### EXERCISE AIM
Return only the line containing "woman's face, placed" and each line after it, exactly as written, through the end of the records.

(DATA TO EXAMINE Opens)

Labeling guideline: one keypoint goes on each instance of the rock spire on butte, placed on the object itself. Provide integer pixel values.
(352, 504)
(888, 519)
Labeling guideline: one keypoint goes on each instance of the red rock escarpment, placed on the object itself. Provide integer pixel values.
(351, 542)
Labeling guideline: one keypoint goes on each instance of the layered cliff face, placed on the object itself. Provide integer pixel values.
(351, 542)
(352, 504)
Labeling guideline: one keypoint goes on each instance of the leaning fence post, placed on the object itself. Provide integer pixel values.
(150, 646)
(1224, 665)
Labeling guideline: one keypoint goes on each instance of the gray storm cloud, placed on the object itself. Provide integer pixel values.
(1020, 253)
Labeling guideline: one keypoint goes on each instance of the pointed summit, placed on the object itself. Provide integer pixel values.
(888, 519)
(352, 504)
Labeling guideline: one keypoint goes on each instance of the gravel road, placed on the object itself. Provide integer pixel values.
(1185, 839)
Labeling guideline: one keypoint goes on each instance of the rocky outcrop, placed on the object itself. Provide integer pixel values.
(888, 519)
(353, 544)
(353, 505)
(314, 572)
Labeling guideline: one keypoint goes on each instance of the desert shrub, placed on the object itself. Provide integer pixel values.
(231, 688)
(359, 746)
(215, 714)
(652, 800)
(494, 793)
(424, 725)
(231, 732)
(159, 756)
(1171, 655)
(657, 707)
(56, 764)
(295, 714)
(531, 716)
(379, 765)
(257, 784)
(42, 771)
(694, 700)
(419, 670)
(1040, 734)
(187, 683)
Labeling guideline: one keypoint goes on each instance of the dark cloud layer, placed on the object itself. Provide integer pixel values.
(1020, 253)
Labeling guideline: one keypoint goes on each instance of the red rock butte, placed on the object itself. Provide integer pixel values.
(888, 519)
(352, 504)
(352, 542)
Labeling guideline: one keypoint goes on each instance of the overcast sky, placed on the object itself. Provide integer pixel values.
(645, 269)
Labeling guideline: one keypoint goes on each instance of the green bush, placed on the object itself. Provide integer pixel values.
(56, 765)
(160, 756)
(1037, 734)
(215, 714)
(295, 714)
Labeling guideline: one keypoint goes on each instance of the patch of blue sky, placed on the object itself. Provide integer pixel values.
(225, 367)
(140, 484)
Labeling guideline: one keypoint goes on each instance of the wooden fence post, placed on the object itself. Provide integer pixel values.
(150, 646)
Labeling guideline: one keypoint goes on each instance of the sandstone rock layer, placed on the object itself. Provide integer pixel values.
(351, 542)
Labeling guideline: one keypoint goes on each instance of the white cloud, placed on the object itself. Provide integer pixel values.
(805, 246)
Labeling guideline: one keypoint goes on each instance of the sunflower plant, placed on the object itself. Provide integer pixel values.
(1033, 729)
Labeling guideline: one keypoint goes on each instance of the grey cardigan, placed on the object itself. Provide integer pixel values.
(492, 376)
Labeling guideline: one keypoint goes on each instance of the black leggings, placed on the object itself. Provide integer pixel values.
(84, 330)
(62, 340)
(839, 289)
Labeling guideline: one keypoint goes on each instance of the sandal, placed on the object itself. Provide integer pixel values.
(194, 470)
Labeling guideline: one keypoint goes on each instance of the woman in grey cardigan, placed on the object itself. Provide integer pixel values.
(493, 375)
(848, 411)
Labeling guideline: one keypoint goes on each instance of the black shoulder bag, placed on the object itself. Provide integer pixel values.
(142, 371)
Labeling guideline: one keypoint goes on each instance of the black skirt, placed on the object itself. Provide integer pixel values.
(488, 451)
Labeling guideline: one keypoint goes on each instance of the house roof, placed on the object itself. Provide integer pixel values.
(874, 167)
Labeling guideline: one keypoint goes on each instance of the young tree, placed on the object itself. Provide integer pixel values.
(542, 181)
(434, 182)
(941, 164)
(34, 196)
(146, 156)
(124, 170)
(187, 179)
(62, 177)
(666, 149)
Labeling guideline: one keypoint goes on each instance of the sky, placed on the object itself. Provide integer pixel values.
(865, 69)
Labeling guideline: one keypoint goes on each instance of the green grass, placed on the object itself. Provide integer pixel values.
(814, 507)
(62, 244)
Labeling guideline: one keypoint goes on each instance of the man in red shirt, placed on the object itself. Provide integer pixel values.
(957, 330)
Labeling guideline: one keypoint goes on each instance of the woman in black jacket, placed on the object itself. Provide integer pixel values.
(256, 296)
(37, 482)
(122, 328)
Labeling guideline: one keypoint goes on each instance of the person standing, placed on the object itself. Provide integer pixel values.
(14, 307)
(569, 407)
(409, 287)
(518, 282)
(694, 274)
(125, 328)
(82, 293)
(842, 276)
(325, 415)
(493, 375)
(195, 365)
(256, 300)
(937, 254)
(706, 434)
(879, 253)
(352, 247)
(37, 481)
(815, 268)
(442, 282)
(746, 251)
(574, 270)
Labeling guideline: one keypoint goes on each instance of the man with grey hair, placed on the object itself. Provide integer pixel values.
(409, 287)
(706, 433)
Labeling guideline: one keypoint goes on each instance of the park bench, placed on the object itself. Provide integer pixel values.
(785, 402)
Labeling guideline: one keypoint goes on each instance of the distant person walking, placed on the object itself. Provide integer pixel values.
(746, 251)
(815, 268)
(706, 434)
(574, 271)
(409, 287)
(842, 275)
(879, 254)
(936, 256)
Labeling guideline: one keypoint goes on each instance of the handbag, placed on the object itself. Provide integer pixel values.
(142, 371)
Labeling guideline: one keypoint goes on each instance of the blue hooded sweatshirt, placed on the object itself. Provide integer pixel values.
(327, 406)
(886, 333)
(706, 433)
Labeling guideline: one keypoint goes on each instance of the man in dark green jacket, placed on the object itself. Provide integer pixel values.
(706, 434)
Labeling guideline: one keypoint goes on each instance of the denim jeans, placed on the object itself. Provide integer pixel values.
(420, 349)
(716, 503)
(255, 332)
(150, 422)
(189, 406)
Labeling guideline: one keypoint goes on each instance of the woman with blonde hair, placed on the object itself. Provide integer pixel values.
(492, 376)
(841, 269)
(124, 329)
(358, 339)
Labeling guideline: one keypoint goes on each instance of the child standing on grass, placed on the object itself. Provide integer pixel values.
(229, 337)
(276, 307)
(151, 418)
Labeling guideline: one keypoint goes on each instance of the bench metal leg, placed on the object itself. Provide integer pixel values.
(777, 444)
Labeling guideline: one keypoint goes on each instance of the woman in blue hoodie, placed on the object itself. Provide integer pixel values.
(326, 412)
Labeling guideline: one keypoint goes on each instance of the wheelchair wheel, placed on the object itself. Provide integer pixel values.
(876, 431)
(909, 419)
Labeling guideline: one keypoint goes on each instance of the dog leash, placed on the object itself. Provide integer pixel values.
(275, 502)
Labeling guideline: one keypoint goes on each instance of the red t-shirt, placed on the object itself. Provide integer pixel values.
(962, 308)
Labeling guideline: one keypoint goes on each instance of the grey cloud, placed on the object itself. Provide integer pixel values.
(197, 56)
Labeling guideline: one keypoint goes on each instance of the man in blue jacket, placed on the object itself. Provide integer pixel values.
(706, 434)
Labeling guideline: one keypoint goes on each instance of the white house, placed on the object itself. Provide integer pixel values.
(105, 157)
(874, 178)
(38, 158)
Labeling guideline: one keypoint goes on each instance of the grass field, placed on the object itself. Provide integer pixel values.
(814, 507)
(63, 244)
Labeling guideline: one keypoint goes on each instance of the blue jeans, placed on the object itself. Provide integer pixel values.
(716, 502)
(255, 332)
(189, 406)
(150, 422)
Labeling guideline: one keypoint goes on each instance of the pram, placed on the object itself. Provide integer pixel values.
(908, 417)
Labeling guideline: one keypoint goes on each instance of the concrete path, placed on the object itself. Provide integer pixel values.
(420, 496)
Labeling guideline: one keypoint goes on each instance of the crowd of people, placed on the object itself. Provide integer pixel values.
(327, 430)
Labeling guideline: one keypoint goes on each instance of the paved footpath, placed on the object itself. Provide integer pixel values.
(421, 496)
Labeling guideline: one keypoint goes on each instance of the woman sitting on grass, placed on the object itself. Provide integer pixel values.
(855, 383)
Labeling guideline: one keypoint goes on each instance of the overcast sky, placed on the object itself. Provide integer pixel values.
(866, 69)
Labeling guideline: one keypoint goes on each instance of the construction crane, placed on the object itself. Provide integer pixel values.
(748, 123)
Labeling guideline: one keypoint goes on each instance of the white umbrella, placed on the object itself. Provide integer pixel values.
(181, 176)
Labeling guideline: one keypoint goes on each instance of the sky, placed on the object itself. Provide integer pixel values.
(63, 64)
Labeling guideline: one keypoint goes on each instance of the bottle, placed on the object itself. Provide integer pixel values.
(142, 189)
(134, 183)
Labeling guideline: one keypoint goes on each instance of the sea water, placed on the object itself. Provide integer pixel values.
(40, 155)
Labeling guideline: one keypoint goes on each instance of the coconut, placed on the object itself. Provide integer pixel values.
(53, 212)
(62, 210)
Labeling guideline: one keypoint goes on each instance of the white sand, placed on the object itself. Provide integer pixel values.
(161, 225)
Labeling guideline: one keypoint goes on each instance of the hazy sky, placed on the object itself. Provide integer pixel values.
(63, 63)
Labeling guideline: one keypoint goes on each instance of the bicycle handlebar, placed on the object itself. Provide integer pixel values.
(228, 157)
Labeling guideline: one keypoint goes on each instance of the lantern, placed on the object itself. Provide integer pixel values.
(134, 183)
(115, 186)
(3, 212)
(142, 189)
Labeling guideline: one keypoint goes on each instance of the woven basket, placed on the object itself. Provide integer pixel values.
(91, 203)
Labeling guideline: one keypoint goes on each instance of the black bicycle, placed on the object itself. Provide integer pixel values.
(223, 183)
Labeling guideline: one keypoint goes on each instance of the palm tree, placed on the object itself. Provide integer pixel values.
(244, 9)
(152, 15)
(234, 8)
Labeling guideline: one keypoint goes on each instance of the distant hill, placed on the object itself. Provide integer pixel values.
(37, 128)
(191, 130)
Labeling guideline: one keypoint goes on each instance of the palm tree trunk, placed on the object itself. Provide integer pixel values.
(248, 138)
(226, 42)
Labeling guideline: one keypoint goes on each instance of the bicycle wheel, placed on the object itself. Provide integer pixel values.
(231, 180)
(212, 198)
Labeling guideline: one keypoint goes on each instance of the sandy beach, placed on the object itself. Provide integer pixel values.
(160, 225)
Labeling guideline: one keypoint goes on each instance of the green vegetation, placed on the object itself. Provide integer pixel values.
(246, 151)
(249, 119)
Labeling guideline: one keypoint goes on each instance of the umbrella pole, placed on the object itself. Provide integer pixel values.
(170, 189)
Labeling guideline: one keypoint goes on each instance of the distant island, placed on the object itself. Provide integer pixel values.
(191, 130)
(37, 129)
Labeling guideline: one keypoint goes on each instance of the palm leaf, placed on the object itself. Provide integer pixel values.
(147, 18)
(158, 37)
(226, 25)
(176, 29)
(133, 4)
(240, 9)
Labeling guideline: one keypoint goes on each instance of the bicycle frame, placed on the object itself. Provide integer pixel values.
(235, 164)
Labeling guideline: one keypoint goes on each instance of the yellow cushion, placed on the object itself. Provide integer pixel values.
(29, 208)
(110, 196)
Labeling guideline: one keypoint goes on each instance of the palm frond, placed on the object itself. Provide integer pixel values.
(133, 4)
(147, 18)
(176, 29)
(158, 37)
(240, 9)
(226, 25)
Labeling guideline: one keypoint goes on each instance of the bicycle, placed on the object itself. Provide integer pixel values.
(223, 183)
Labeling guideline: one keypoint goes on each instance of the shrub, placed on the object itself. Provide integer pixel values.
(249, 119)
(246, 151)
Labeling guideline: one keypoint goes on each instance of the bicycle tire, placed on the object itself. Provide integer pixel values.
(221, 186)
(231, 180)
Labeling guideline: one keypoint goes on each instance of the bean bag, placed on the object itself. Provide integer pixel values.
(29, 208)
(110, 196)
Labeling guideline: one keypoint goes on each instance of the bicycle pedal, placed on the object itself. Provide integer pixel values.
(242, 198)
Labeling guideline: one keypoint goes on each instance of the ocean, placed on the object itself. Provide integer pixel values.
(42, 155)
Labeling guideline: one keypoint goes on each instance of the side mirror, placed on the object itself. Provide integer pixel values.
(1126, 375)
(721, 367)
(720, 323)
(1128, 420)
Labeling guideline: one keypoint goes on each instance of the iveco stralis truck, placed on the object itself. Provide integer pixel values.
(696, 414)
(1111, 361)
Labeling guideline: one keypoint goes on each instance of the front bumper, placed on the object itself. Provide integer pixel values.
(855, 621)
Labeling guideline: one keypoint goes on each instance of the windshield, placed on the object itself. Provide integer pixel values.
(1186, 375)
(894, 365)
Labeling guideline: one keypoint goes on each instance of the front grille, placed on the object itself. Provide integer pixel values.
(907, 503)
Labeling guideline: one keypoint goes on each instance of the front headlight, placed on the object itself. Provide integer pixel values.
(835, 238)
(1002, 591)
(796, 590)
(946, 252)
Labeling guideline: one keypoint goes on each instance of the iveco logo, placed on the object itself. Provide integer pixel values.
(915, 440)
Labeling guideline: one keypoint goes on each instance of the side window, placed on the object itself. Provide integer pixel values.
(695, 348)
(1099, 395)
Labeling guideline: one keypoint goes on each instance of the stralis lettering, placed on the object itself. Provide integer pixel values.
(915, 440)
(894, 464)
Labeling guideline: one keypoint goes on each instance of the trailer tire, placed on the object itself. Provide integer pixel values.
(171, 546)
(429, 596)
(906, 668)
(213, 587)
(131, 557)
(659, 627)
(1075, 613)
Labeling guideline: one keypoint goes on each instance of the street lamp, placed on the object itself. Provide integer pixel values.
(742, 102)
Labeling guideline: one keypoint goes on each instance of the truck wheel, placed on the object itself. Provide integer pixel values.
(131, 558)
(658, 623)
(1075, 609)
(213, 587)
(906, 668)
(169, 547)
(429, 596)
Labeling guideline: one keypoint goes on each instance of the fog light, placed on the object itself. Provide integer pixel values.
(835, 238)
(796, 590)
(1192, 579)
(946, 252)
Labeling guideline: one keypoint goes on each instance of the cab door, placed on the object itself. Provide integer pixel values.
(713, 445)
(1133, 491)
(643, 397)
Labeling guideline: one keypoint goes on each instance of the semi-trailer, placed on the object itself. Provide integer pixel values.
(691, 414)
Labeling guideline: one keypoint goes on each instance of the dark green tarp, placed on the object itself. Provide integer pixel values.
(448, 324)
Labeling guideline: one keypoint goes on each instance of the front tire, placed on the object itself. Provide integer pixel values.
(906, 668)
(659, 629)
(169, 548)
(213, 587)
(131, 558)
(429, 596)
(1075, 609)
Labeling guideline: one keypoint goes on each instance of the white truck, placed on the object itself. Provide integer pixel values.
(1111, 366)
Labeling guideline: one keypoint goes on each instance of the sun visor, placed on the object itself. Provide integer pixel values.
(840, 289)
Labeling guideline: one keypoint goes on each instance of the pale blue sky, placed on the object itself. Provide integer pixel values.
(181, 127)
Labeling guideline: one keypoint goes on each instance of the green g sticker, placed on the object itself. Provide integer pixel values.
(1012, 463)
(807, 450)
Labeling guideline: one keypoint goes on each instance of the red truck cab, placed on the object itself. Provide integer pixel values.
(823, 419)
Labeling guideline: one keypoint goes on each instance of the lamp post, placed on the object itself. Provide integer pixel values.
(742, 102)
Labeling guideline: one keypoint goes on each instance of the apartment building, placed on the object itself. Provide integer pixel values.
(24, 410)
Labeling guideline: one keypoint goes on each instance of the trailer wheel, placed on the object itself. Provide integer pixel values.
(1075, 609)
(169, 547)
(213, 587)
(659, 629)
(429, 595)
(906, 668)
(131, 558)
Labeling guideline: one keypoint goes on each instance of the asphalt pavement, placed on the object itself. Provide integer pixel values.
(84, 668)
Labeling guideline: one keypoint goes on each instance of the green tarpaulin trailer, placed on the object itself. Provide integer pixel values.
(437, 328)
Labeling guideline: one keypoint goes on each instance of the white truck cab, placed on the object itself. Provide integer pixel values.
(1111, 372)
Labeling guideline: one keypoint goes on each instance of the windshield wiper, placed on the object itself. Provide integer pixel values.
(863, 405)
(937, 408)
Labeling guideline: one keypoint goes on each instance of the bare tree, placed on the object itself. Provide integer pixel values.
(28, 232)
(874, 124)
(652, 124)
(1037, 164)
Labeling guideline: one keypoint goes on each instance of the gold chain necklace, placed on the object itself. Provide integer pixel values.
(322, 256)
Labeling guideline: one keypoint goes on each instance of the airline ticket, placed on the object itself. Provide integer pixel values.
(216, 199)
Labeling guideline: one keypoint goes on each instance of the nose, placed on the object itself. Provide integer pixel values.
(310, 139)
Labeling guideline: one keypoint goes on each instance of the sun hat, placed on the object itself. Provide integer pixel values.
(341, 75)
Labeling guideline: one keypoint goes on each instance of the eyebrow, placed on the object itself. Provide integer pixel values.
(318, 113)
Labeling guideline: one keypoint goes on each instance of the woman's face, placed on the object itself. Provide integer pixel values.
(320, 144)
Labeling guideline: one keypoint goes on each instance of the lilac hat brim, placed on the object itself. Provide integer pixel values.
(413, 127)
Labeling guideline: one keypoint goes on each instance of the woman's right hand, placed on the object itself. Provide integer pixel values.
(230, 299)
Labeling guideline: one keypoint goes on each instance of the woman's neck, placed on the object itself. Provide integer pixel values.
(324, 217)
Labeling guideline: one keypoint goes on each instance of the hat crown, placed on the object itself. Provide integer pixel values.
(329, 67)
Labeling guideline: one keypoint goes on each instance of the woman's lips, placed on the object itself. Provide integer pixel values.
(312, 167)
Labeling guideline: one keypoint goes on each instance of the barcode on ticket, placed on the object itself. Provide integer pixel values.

(DATA TO EXAMINE Closes)

### RESPONSE TO THE TASK
Labeling guideline: one keypoint goes on each instance of the woman's face, placed on the object itself. Provide integer pixel values.
(320, 144)
Labeling guideline: one keypoint goes on each instance of the lilac hat brim, placed on the object itself. Provide integer pixel values.
(413, 127)
Labeling guideline: one keypoint goes on each instance of the woman's right hand, placed on the object itself. Provide integer pixel values.
(230, 299)
Labeling guideline: one keypoint goes on each instance of the woman's neck, placed on the object itself. Provide integer pixel values.
(324, 217)
Labeling guideline: one keypoint goes on each instance of the hat crown, placed on the object itself. Provide integer pixel values.
(329, 67)
Labeling guideline: one keypoint goes on each instance of the woman's lips, placed on the object itself. Provide integer pixel values.
(312, 167)
Labeling guideline: one keypoint goes on each instance of the barcode on ticket, placed on the object itself. Provide integer pixel values.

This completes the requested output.